* _Given text_

3 - Urban Processes - Segregation and Gentrification Flashcards
(17 cards)
Define segregation.
The enforced separation of different racial groups(Oxford English Dictionary, 2025)
Name different types of segregation.
Social(e.g. people) & spatial(e.g. areas)
Explain how different types of segregation can take place through residential urban segregation.
Social - homogenous groups of people - Stamford Hill(Jewish community) & Wimbledon(South African community)
Spatial - live in separate areas - Apartheid in South Africa & Redlining in the US
What are some causes of urban segregation?
Legal - institutional frameworks e.g. apartheid
Economic - increased land and housing prices - e.g. US ‘ghettoes’
Social - self segregation - gated communities in rich areas in LICs e.g. South Africa
What is a key theory of urban segregation from the 1920s?
The idea of the industrial city - Chicago School model - Park/Burgess(1925)
Explain the 1960s theory of the neo-liberal city.
(Alonso, 1965) - The idea that income is key in determining spatial distribution of people - rich people outbid poor for space
Explain the 1960s theory of the colonial(pre-industrial) city and name an example.
(Sjoberg, 1960) - Preferential parts of the city(with water, transport, electricity) reserved for the colonisers(e.g. British in India)
Evident in Cape Town - location of main job centres coincides with where White South Africans reside
Briefly explain the theory of the global city.
The idea of the global city is rooted in the idea of a city being affected by globalisation(TNCs, services etc)
How did Wacquant define the ghetto?

* _Given exercise A_
List every theory of the city that the segregation flashcards name.
* _Given exercise B_
From the segregation flashcards, output the text beginning at the words "Legal - institutional" and stopping after "from the 1920s?".

* _Records contained in a dataset_

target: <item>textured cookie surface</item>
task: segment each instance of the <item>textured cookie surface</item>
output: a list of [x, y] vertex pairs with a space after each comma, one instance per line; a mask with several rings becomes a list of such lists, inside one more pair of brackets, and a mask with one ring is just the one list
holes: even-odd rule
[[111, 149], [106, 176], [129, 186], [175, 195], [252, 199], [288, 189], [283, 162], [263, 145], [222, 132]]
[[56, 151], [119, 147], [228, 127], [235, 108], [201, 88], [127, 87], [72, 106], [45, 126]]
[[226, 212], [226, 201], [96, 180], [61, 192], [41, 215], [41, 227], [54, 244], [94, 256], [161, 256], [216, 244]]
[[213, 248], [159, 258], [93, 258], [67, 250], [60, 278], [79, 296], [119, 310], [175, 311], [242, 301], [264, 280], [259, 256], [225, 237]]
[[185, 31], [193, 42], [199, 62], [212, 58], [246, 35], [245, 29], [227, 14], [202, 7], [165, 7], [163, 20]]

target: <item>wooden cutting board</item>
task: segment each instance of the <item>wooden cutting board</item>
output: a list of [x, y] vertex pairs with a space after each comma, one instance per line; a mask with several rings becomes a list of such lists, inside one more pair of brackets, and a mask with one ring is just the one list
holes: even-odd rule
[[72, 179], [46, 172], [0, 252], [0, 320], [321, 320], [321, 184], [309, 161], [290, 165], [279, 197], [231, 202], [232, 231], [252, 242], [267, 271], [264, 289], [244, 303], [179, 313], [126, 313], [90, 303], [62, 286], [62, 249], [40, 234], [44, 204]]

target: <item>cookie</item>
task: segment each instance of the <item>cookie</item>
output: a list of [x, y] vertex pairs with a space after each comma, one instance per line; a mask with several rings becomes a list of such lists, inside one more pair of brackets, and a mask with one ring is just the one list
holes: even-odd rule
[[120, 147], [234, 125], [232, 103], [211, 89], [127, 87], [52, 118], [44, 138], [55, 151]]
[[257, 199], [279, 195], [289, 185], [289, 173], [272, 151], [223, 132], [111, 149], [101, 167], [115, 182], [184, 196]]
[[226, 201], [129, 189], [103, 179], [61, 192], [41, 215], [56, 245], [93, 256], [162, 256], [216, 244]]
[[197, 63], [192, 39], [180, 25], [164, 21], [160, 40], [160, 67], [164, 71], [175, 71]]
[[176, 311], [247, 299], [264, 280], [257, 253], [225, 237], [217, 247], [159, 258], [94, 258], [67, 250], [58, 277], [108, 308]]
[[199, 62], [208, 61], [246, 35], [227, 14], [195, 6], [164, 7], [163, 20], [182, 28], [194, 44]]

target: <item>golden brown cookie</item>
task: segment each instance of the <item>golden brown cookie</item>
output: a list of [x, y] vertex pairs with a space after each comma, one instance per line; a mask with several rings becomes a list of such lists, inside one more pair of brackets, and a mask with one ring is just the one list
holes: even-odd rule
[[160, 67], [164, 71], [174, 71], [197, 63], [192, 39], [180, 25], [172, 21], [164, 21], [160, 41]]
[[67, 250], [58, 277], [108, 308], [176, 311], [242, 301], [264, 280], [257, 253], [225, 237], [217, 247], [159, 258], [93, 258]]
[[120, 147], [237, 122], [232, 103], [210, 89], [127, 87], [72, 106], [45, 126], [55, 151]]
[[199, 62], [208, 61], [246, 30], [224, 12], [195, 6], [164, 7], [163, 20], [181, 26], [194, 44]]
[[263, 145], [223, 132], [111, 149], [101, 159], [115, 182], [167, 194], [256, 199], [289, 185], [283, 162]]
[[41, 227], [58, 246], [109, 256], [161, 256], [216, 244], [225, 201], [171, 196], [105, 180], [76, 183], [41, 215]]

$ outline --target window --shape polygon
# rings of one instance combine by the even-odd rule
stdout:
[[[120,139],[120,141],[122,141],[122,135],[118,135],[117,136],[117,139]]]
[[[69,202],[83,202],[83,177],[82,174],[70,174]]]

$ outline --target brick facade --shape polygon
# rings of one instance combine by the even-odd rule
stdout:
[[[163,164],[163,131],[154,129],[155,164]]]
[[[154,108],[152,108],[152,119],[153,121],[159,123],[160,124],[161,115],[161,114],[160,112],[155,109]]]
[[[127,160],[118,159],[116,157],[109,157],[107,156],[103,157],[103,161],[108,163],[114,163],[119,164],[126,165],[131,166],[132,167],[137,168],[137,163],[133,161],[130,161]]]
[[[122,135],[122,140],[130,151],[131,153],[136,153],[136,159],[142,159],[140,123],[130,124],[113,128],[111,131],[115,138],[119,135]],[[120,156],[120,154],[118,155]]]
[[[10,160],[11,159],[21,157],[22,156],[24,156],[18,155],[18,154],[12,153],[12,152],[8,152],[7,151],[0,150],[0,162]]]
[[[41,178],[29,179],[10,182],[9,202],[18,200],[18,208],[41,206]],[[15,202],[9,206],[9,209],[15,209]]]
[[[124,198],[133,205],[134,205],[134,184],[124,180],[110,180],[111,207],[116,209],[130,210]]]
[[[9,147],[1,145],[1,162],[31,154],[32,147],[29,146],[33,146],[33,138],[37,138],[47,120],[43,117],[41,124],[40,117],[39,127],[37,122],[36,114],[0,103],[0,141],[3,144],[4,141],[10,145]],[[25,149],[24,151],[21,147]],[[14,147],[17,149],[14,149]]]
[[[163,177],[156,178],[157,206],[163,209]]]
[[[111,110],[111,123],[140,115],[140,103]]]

* _Reply A_
- Industrial city (Chicago School model)
- Neo-liberal city
- Colonial (pre-industrial) city
- Global city

* _Reply B_
Legal - institutional frameworks e.g. apartheid
Economic - increased land and housing prices - e.g. US ‘ghettoes’
Social - self segregation - gated communities in rich areas in LICs e.g. South Africa
What is a key theory of urban segregation from the 1920s?